• [Exercise]: Output exactly, please, the lines of the records below from the one containing "For the dataset, pick out the boar's leg" through the final line.
-- Start of Records for this task --
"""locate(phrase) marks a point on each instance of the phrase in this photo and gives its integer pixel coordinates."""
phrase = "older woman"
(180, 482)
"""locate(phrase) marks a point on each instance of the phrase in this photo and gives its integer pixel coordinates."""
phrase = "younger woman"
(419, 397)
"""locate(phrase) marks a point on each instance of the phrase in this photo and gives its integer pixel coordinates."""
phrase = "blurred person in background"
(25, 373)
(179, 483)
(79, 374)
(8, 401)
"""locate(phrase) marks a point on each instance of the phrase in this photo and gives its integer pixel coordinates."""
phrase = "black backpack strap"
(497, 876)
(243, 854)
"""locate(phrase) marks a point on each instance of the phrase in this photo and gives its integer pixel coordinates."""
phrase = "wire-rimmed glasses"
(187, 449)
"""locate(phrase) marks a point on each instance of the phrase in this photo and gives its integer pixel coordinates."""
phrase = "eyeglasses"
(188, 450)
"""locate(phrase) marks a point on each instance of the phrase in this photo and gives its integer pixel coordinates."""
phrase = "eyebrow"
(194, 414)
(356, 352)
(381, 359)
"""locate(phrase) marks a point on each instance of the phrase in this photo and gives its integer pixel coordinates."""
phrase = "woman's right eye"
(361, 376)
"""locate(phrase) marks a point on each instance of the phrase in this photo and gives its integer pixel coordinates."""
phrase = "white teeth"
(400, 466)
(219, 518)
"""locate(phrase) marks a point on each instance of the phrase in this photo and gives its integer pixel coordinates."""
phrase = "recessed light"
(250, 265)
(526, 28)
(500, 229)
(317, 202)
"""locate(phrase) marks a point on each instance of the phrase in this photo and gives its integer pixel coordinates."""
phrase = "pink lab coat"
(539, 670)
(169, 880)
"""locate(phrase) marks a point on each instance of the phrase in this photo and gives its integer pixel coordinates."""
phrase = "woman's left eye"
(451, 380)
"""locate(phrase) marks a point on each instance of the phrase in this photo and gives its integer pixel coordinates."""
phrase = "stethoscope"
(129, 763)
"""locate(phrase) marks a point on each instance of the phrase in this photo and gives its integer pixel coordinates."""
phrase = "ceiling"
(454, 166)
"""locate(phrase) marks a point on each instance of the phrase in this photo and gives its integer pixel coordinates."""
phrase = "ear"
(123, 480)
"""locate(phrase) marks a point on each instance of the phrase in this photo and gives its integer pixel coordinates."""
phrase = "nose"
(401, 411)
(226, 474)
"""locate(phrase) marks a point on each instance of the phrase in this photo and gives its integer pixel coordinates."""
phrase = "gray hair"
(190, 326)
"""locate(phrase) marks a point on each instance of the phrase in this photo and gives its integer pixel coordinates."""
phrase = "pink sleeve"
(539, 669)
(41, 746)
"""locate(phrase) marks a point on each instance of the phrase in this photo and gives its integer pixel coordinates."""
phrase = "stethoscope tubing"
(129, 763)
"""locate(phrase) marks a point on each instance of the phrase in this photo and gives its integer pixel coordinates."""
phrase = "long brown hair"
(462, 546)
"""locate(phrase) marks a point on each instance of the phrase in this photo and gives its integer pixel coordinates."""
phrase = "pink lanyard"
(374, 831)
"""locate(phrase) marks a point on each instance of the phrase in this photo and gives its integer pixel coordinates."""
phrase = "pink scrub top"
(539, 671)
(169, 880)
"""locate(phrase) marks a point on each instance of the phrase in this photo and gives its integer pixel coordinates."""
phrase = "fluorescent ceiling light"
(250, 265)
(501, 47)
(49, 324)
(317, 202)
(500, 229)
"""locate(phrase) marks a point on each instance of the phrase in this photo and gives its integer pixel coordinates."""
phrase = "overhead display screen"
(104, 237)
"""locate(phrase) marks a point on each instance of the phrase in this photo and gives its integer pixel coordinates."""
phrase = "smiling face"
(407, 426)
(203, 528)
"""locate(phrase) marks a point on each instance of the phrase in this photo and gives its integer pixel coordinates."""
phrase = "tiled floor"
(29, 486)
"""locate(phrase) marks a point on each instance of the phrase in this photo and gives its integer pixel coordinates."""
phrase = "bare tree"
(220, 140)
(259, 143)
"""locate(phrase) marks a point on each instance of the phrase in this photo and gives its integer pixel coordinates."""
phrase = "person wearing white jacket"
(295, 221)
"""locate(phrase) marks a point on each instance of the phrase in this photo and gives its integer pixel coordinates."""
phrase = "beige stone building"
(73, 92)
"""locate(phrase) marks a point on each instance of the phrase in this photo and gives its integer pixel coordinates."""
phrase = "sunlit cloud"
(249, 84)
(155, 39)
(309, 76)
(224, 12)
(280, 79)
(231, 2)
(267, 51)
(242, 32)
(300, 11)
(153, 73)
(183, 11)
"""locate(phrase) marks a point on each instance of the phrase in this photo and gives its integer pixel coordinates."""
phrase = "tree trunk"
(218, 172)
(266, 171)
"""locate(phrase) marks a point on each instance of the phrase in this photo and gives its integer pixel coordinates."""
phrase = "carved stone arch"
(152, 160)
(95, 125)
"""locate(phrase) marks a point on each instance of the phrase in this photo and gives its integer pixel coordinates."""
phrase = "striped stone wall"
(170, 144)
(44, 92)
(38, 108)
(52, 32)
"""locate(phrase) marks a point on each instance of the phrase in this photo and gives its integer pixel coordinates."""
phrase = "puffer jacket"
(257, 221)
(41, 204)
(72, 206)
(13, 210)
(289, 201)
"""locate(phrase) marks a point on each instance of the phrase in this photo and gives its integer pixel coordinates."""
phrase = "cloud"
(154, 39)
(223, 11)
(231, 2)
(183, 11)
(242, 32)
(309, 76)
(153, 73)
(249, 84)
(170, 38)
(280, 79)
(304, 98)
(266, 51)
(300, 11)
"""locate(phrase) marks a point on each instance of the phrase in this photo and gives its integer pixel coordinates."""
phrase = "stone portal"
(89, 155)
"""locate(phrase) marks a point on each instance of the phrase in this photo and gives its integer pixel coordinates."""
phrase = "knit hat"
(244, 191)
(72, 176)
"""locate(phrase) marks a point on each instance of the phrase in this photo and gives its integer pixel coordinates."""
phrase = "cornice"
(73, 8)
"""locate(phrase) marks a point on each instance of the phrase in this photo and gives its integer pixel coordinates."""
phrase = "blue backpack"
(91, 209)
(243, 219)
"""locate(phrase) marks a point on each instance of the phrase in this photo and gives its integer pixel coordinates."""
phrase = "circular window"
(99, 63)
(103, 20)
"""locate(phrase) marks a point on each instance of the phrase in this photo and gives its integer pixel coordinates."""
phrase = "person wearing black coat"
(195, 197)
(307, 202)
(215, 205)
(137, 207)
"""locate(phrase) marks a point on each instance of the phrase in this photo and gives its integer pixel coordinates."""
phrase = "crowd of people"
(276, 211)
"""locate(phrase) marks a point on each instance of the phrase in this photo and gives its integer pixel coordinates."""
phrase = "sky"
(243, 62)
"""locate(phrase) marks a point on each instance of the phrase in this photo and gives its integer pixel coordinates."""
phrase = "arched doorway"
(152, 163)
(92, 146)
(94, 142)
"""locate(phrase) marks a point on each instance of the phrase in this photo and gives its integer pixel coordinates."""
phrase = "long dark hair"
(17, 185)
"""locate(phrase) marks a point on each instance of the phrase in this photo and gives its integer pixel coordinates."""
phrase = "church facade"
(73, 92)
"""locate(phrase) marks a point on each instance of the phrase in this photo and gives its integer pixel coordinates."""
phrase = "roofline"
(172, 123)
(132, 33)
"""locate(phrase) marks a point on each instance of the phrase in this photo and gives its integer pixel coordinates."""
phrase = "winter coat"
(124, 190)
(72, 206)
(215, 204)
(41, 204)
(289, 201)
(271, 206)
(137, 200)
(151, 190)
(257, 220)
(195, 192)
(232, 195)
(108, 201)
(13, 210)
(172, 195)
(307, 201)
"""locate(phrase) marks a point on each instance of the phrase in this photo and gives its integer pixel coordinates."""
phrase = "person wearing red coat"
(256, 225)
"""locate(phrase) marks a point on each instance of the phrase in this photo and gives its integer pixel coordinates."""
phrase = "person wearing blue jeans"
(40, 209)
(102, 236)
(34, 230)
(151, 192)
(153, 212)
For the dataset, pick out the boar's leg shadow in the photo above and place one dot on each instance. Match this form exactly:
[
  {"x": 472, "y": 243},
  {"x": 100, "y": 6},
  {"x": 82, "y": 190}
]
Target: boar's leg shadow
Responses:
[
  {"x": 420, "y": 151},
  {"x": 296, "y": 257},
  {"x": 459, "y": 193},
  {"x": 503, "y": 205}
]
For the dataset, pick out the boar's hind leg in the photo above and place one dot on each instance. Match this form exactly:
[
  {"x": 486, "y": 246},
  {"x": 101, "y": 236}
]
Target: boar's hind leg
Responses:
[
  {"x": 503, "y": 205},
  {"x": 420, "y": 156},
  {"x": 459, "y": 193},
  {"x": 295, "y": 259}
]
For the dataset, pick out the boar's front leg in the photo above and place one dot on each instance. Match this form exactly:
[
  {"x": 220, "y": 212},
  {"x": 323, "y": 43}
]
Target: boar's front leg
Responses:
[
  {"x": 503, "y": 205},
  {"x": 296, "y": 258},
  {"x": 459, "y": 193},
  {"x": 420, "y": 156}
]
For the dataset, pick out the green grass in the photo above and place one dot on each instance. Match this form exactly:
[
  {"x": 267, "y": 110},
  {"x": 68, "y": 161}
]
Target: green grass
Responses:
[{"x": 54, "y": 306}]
-- End of Records for this task --
• [Finished exercise]:
For the dataset, pick out the boar's leg shadow in the photo above and place one dot on each instance. Match this form exactly:
[
  {"x": 472, "y": 243},
  {"x": 100, "y": 6},
  {"x": 82, "y": 190}
]
Target: boar's leg shadow
Responses:
[
  {"x": 420, "y": 151},
  {"x": 296, "y": 257},
  {"x": 459, "y": 193},
  {"x": 503, "y": 205}
]
For the dataset, pick out the boar's hind leg in the photo above and place one dot on each instance. Match this form exactly:
[
  {"x": 486, "y": 246},
  {"x": 101, "y": 236}
]
Target: boar's hind leg
Responses:
[
  {"x": 503, "y": 205},
  {"x": 420, "y": 156},
  {"x": 459, "y": 193},
  {"x": 295, "y": 259}
]
For the dataset, pick out the boar's front leg in the photo above and place one dot on each instance. Match this form exactly:
[
  {"x": 220, "y": 212},
  {"x": 323, "y": 43}
]
Target: boar's front leg
Responses:
[
  {"x": 503, "y": 205},
  {"x": 296, "y": 258},
  {"x": 459, "y": 193},
  {"x": 420, "y": 156}
]
For the dataset, pick out the green grass in the photo above and place one dot on each instance. Match this form exactly:
[
  {"x": 267, "y": 110},
  {"x": 68, "y": 161}
]
Target: green grass
Responses:
[{"x": 54, "y": 306}]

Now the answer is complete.